==== Source

BB: What is take back the night?

Jen: Take Back the Night is an international movement that works to end sexual assault. At Columbia there is a student group called Take Back the Night that plans the annual Take Back The Night march, Sexhibition, and other events throughout the year.

BB: What happens during the march at Columbia?

Jen: Before the march starts we have a pre-march rally outside of Barnard Hall, and after that the women-led march walks all around campus and the general area for about an hour and a half reclaiming the streets and turning them into a safe space. In the middle of the march we meet for a moment of silence at the sundial before continuing on. Following the march, in LeFrak Gym (Barnard Hall), Take Back The Night conducts a speak-out where survivors, co-survivors, allies, and anyone else can share their experiences or thoughts [concering sexual violence and assualt]. Peer Counselors are available to talk to anyone who would like to (in person or on the phone) and Nightline extends their hours until 5 am that day.

========

Exercises to complete:
(A) Answer these from the interview about Take Back the Night:
(i) Besides the annual march, which event does the Columbia student group plan by name?
(ii) Where does the march stop for a moment of silence?
(iii) Until what hour does Nightline extend its hours on the day of the march?
(B) In the interview about Take Back the Night, write out the stretch from "BB: What happens" through "am that day." again, replacing "sundial" with "fountain".

==== Record excerpts

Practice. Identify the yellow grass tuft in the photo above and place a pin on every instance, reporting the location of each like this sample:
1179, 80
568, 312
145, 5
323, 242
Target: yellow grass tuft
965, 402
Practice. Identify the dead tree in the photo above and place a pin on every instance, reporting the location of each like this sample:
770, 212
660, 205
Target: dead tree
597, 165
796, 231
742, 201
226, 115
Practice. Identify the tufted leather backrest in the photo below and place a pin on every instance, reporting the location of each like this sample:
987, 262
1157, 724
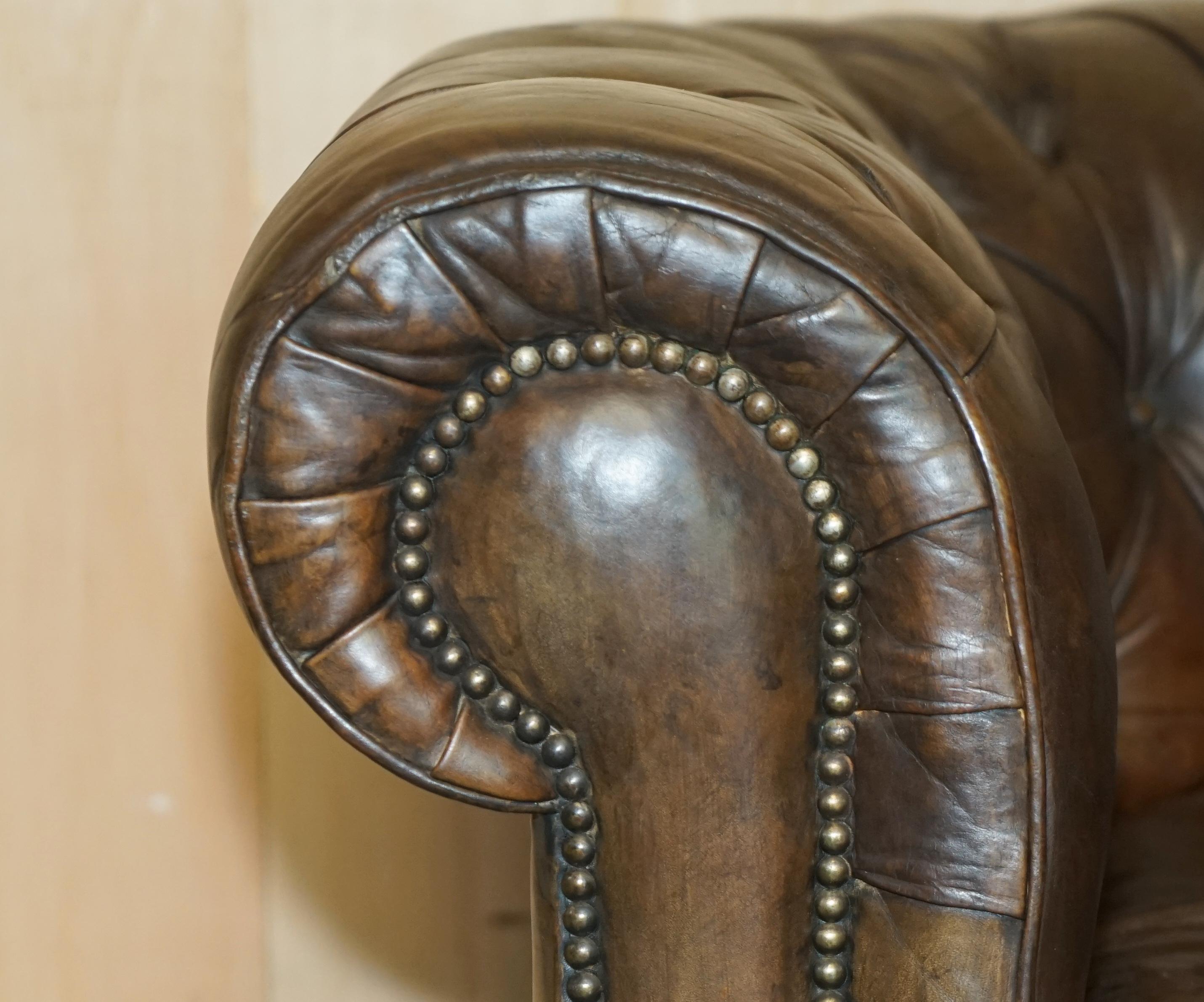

========

Solved problems:
(A)
(i) Sexhibition
(ii) At the sundial
(iii) 5 am

(B)
BB: What happens during the march at Columbia?

Jen: Before the march starts we have a pre-march rally outside of Barnard Hall, and after that the women-led march walks all around campus and the general area for about an hour and a half reclaiming the streets and turning them into a safe space. In the middle of the march we meet for a moment of silence at the fountain before continuing on. Following the march, in LeFrak Gym (Barnard Hall), Take Back The Night conducts a speak-out where survivors, co-survivors, allies, and anyone else can share their experiences or thoughts [concering sexual violence and assualt]. Peer Counselors are available to talk to anyone who would like to (in person or on the phone) and Nightline extends their hours until 5 am that day.